*EXERCISE*. Add 12 to every x and y coordinate in the answers, and write out again each line below from the one containing "Where can the black" through the end of the rows, inclusive, with the requests included.

*RECORDS TO USE*.
━━━━━━━━

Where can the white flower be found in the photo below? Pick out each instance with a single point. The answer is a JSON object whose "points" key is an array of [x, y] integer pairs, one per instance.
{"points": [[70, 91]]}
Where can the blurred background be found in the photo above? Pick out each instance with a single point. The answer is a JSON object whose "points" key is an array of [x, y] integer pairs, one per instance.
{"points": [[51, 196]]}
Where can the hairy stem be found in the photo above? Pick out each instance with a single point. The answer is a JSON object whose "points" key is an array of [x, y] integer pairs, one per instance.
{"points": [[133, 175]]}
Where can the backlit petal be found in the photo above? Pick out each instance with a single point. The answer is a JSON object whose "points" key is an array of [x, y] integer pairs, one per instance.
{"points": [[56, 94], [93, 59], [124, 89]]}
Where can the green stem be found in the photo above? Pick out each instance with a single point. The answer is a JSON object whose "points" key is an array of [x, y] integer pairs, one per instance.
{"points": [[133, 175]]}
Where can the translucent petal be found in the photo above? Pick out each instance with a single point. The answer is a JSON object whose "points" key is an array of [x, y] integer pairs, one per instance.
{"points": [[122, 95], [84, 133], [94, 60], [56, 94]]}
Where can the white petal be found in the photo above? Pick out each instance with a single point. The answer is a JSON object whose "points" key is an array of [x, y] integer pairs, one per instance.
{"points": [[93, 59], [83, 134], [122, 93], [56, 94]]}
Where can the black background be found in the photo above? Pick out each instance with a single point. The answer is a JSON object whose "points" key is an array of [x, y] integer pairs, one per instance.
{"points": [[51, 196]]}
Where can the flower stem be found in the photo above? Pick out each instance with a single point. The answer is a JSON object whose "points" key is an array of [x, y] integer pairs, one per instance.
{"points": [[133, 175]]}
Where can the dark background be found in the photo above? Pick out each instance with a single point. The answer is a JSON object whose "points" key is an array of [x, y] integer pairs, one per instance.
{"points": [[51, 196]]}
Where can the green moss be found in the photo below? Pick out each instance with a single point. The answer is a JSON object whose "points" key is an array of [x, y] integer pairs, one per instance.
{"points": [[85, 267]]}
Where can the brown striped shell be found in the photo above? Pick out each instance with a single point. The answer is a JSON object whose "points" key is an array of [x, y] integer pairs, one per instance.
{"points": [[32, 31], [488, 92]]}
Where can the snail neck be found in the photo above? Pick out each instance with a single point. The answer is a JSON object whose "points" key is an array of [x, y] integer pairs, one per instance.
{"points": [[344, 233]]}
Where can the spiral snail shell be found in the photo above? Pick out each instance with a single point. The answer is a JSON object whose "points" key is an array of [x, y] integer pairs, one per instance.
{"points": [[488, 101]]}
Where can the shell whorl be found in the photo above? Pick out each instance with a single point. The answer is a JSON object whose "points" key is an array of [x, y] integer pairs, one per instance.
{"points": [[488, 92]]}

━━━━━━━━

*WORKED ANSWER*.
Where can the black background be found in the photo above? Pick out each instance with a single point. The answer is a JSON object whose "points" key is an array of [x, y] integer pairs, one per instance.
{"points": [[63, 208]]}
Where can the flower stem be found in the photo above? Pick out each instance with a single point. The answer is a JSON object whose "points" key is an array of [x, y] integer pairs, one per instance.
{"points": [[145, 187]]}
Where can the dark background be found in the photo above? Pick out each instance with a single point. The answer is a JSON object whose "points" key is an array of [x, y] integer pairs, one per instance.
{"points": [[63, 208]]}
Where can the green moss be found in the photo below? Pick out each instance with a single point. The answer is a JSON object whose "points" key is an array of [x, y] integer pairs, one per instance.
{"points": [[97, 279]]}
Where can the brown striped shell be found in the photo above? Pick out each instance with a single point. The answer is a JSON object whose "points" key is an array of [x, y] integer pairs, one per instance.
{"points": [[44, 43], [500, 104]]}
Where can the snail neck be found in the photo above? Pick out each instance with a single point. The answer is a JSON object whose "points" key is an array of [x, y] integer pairs, one per instance.
{"points": [[356, 245]]}
Where can the spiral snail shell be found in the photo above? Pick out each instance with a single point. The answer is a JSON object whose "points" key is an array of [x, y] integer pairs, one per instance.
{"points": [[500, 113]]}
Where can the shell whorl be found in the photo above? Pick out each instance with a single point. The answer is a JSON object whose "points" key is an array of [x, y] integer pairs, one per instance.
{"points": [[500, 104]]}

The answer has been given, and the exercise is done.